■ Excerpt to read ■
***
Origin verification and detection of counterfeit Australian wines
Wine is periodically the subject of substitution or counterfeiting. While some cases can be easily detected, such as those involving spelling errors on labels, other cases suggest that an increasingly sophisticated approach to addressing counterfeiting is required. Efforts to establish the authenticity of a wine sample have been under way for many years, particularly in Europe, with mixed success. This project aims to protect the reputation of Australian wine and individual producer brands by:
- developing a robust way to quickly ascertain the authenticity of an unknown wine sample (using inherent product compositional attributes such as ratios of metal isotopes and elemental content)
- building an elemental database (and/or validating existing databases) of wines of known origin both domestically and internationally
- validating use of rapid spectral techniques to compare counterfeited wines against a known reference wine.
A pilot study, funded by Wine Australia, was conducted to assess whether a combination of strontium isotope ratios and selected trace metals could be used to determine a wine’s origin. A number of finished, bottled Australian wines (194) were obtained for analysis through the Wine Australia Regulatory Services team, representing eight important production zones. For comparison, 37 wines from other countries were also analysed. The 87Sr/86Sr ratio and 25 trace elements were measured in all wines using thermal ionisation mass spectrometry and inductively coupled plasma mass spectrometry. In addition, the near- and mid-infrared spectra were recorded for a subset of samples and attempts were made to isolate DNA from a set of commercially available wines with the aim of using the DNA to identify the grape variety the wines had been made from.
The most important trace metal elements were found to be lithium, rubidium and zinc (along with arsenic, beryllium, chromium, nickel and lead) and these, combined with the 87Sr/86Sr ratio, allowed 95% of samples to be correctly predicted as originating from Australia or not. The variance of the data within Australia allowed several zones to be discriminated from others (Figure 1). Importantly, the wine variety had little effect on the successful prediction rate. By comparison, the quality of the statistical separation observed from mid-, near- or UV spectroscopy was markedly lower and varied according to variety. Despite several attempts and a number of experimental improvements, DNA extraction from wine for polymerase chain reaction replication was not successful.
Further development of this pilot study will examine the isotope ratios of other metals, such as boron, lithium and lead as well as stable isotopes associated with water, for use as origin markers. Variation over time will be evaluated by looking at several vertical series of single-vineyard wines and the effect of different varieties will be studied using samples from variety blocks from several different regions.
***
■ Extracted entries ■
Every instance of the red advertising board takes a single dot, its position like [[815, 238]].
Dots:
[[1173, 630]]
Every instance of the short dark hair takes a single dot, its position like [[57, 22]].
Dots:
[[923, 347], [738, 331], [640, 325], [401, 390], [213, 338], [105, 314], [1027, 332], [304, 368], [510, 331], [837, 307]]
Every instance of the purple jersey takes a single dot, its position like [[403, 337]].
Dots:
***
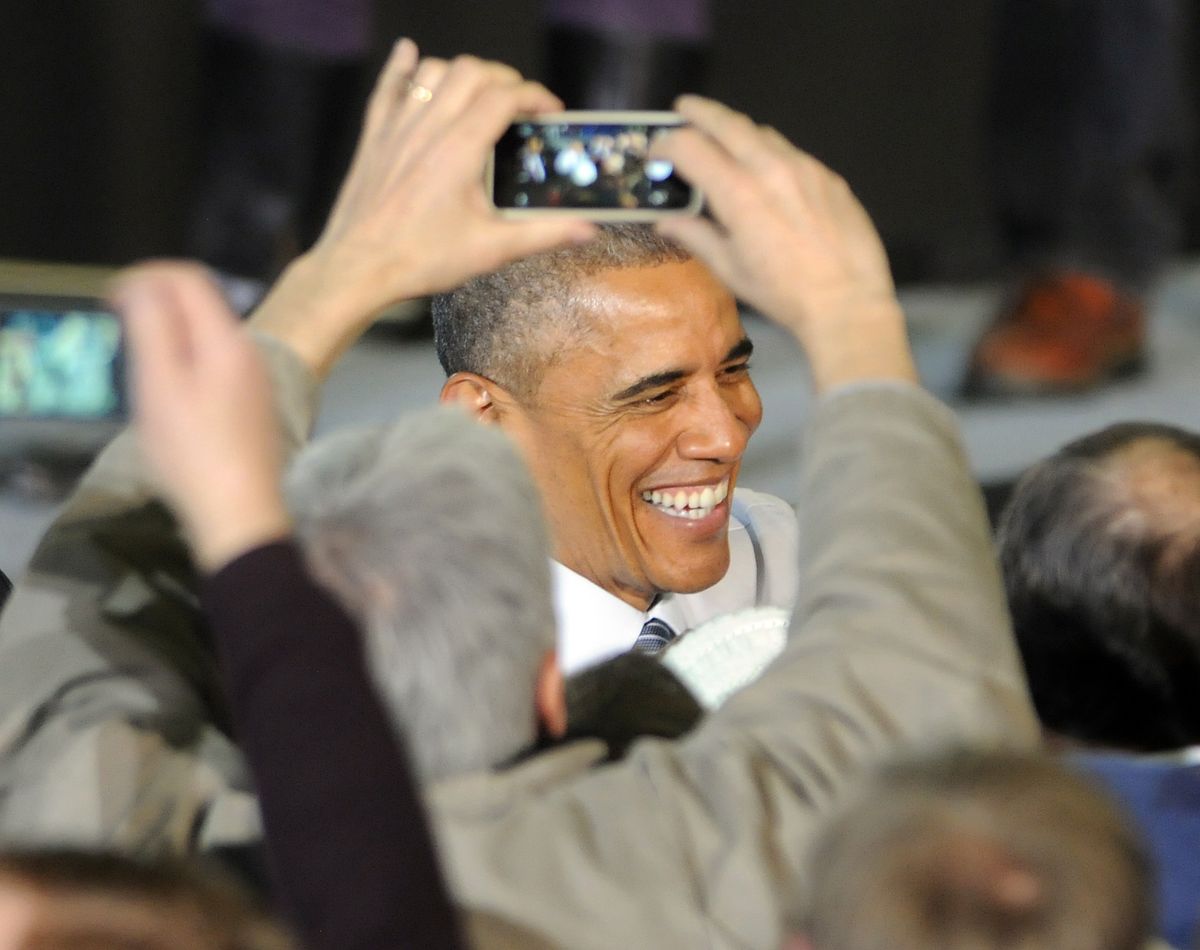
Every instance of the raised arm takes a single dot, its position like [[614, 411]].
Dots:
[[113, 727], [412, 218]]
***
■ Your tasks ■
**1.** List the trace metal elements that the passage above on counterfeit Australian wines names as the most important.
**2.** According to the passage above on counterfeit Australian wines, how many wines from other countries were analyzed for comparison in the pilot study?

■ Answers for each item ■
**1.** lithium, rubidium, zinc, arsenic, beryllium, chromium, nickel, lead

**2.** 37